— Exercise details —
In your copy, repeat each record exactly and include no pictures.

— Records —
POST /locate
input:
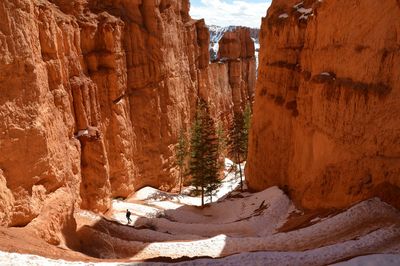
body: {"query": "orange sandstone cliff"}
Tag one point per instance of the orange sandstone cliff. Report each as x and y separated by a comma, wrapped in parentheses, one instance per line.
(326, 124)
(93, 96)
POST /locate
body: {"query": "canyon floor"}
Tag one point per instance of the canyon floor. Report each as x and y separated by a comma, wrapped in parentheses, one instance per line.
(238, 228)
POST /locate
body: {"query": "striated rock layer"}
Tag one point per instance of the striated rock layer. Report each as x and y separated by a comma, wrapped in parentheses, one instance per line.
(326, 123)
(93, 96)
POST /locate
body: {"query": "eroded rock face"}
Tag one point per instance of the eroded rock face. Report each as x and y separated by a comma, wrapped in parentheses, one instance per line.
(93, 96)
(326, 123)
(236, 49)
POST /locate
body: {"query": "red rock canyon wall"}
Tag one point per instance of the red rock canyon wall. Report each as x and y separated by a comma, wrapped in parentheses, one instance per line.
(326, 124)
(93, 96)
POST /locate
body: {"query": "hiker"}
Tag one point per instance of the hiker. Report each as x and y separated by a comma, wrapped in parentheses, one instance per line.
(128, 216)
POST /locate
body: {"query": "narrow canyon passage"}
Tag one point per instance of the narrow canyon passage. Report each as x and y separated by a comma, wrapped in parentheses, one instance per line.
(99, 99)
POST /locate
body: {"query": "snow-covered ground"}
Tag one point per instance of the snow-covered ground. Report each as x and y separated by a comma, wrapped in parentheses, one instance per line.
(241, 228)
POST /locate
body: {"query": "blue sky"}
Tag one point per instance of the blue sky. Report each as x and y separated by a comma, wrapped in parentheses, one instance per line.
(230, 12)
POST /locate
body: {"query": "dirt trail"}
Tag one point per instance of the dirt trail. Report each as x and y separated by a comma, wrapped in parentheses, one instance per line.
(260, 223)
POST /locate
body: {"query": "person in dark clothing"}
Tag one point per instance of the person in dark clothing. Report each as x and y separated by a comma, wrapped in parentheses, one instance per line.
(128, 216)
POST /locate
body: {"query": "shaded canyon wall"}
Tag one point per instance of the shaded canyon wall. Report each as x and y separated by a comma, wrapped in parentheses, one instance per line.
(93, 96)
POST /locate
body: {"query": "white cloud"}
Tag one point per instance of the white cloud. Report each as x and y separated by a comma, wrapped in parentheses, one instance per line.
(223, 13)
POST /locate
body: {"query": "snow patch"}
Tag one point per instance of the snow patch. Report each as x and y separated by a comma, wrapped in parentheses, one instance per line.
(284, 15)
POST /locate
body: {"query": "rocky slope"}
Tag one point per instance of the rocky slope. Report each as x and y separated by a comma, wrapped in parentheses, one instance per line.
(217, 32)
(326, 123)
(93, 96)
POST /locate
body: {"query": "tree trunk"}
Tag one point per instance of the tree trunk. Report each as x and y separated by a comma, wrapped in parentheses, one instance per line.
(180, 181)
(202, 196)
(241, 176)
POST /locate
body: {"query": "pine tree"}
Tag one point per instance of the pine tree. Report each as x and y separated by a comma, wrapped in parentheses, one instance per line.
(203, 164)
(181, 153)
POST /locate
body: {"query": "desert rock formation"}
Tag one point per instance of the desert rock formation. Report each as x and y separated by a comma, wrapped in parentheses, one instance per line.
(93, 96)
(326, 123)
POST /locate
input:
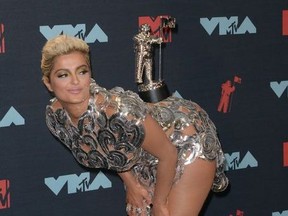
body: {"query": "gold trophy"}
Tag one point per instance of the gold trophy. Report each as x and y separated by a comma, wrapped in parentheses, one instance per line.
(150, 90)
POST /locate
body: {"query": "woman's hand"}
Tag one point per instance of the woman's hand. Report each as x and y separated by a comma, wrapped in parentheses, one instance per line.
(138, 200)
(160, 210)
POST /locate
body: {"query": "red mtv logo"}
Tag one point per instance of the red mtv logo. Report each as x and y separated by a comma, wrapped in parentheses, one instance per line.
(157, 26)
(2, 39)
(285, 22)
(4, 194)
(285, 154)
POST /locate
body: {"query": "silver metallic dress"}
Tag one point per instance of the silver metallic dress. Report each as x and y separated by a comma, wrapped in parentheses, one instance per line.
(110, 134)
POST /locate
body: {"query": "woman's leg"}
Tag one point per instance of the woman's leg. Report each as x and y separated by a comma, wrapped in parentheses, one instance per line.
(188, 195)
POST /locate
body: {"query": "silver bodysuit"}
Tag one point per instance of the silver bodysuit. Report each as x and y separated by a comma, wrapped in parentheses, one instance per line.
(110, 134)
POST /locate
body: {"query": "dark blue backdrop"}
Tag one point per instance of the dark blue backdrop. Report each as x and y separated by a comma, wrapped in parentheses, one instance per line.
(215, 41)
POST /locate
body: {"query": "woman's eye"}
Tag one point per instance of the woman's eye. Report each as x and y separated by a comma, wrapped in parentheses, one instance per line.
(83, 72)
(62, 75)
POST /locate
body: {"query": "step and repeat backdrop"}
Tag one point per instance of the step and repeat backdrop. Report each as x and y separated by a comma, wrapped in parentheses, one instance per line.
(228, 56)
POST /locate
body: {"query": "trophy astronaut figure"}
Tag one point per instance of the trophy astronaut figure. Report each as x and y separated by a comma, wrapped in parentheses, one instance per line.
(150, 90)
(144, 53)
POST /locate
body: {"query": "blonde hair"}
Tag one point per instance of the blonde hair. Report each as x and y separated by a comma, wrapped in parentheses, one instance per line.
(61, 45)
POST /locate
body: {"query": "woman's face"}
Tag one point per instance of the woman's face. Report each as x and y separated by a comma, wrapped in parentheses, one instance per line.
(69, 79)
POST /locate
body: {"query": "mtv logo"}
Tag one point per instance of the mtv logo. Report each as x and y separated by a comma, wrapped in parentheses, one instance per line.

— Answer box —
POST /locate
input:
body: {"query": "orange sandstone cliff"}
Tag one point per instance of the orange sandstone cliff. Report each as x and y separated by a comma, wrapped in parentheses, one instance per line.
(326, 124)
(93, 96)
POST /locate
body: {"query": "canyon floor"}
Tag one point per instance of the canyon floor. Report each as x and y separated by a comma, wrapped in parentheses, one instance per line.
(238, 228)
POST /locate
body: {"query": "striated rock layer"}
Tag one point per instance of the striated rock layer. Report each as x and y separated by a comma, wrapped in parentheses, one instance per line.
(326, 123)
(93, 96)
POST /locate
body: {"query": "eroded rock face"}
Tag one point per instance of the eroded rock face. Report each as x and y separated by a comma, wrapped in parentheses, one instance per line.
(93, 96)
(326, 123)
(236, 49)
POST /locate
body: {"query": "red rock canyon wall"}
Tag one point per instance of the red rock canyon wall. Report each as x and y separated by a comma, wrapped in parentheses, one instance per line.
(326, 124)
(93, 96)
POST /locate
body: {"query": "hiker"}
Tag one point per instance of the hiker. Report each as x and y separated by a comma, wrapped in parentheses, one instance per line.
(128, 216)
POST /locate
body: {"query": "narrow canyon passage"}
Tag one point per instance of the narrow canyon passage. Report each as x and y separated by a comma, wrapped in parentheses, one instance per line.
(99, 99)
POST /locate
body: {"query": "snow-covered ground"}
Tag one point per instance of the snow-covered ground. Report each as x and y separated by a comma, wrapped in parentheses, one instance per line.
(241, 228)
POST /locate
body: {"query": "blue sky"}
Tag one point per instance of the blue sky. Report each as x and y separated by a comma, wrapped in parentheses, one instance per line.
(230, 12)
POST /locate
body: {"query": "dirt trail"}
Tag one point per instance of the dirt trail. Report each as x and y separated by a comma, wrapped in parentheses, one instance per line.
(260, 223)
POST /locate
body: {"query": "person in dark clothing"}
Tag one point per instance of the person in dark clothing. Report each as x and y separated by a comma, wrapped in parentheses, one instance per line.
(128, 216)
POST /locate
body: {"query": "shaded canyon wall"}
Tag one point per instance of the shaded canyon wall. Report each as x and y separated by a comma, wrapped in parentheses, one instance per line.
(93, 96)
POST /locate
body: {"query": "white cloud"}
Tag one point per instance of the white cloud. Report each as x and y separated by a comma, wrapped in parentheses, one instance per line.
(223, 13)
POST /locate
body: {"query": "snow patch"}
Tag one point per instance of the snow patch. Report each as x and y separated by a comma, wrapped in parentheses, one instance per line.
(284, 15)
POST /locate
body: {"query": "rocky slope"}
Tag one point per instance of the rocky slope. Report each as x and y separated by a comma, wrapped in parentheses, one instance per line.
(217, 32)
(326, 123)
(93, 96)
POST /locate
body: {"query": "tree trunk"}
Tag one point per instance of the tree trunk. Report each as x and y separated by a comma, wrapped in parentheses, one instance per line.
(180, 181)
(202, 196)
(241, 176)
POST /locate
body: {"query": "pine tree"}
Tag one point per instance of the pine tree. Report each as x and y separated by a comma, wrapped in parentheses, one instance per line.
(203, 164)
(181, 153)
POST /locate
body: {"query": "desert rock formation"}
Tag one point per instance of the desert rock formation. Report each as x and y separated by a comma, wrapped in parentheses, one instance per line.
(93, 96)
(326, 123)
POST /locate
input:
body: {"query": "gold trophy"}
Tag one point per instance of the gold trophy. Report each as x and y separated by a comma, wrapped in parentheses, one instance per line.
(150, 90)
POST /locate
body: {"query": "woman's hand"}
Tag one point per instance of the woman's hand. Report each as x and y separated by a comma, wrapped in parentheses, one instance per line.
(138, 200)
(160, 210)
POST /locate
body: {"query": "red mtv logo"}
Tag one point per instance of the red mtv logo. Report each as x and y separated by a comma, wrapped in parentheses, one instance per line.
(157, 26)
(2, 39)
(285, 22)
(4, 194)
(285, 154)
POST /locate
body: {"query": "silver metallic dress"}
Tag one point per instance of the silver metallic dress. Report each as x and y separated by a comma, wrapped in parentheses, one instance per line.
(110, 134)
POST /locate
body: {"query": "woman's leg"}
Tag one point per instance of the woman's leg. Report each as x and y separated by a comma, wrapped in parentheses, one instance per line.
(188, 195)
POST /locate
body: {"query": "silver bodysuit"}
Tag one point per instance of the silver bodysuit. Report each as x and y separated by a comma, wrapped in parentheses, one instance per line.
(110, 134)
POST /locate
body: {"query": "dark blue backdrop"}
Tag one point per instance of the dark blue backdrop. Report each as x and y separated by a comma, wrapped in parentheses, one instance per line.
(215, 41)
POST /locate
body: {"query": "woman's eye"}
Tag one point per instance of the woman's eye. Report each as x and y separated by a comma, wrapped in parentheses, one instance per line.
(83, 72)
(62, 75)
POST /locate
body: {"query": "step and repeat backdrop"}
Tag one point per instance of the step and repeat backdrop. Report each as x and y separated by a comma, wrapped in parentheses, one instance per line.
(228, 56)
POST /locate
body: {"query": "trophy astronaut figure"}
Tag one point per instance of the trophy astronaut figure. Report each as x and y separated by a comma, wrapped in parentheses, one instance per line.
(150, 90)
(144, 53)
POST /locate
body: {"query": "blonde hair"}
Tag one point per instance of the blonde hair. Report each as x and y separated by a comma, wrapped in parentheses, one instance per line.
(61, 45)
POST /locate
body: {"query": "woman's face"}
Tag one point per instance of the woman's face. Report each as x and y separated by a comma, wrapped in parentheses, one instance per line.
(69, 79)
POST /locate
body: {"query": "mtv logo"}
Tag one point per instance of the mtv logo. Report each as x and y separated by a comma, wrapped in parentheses, one instance per line.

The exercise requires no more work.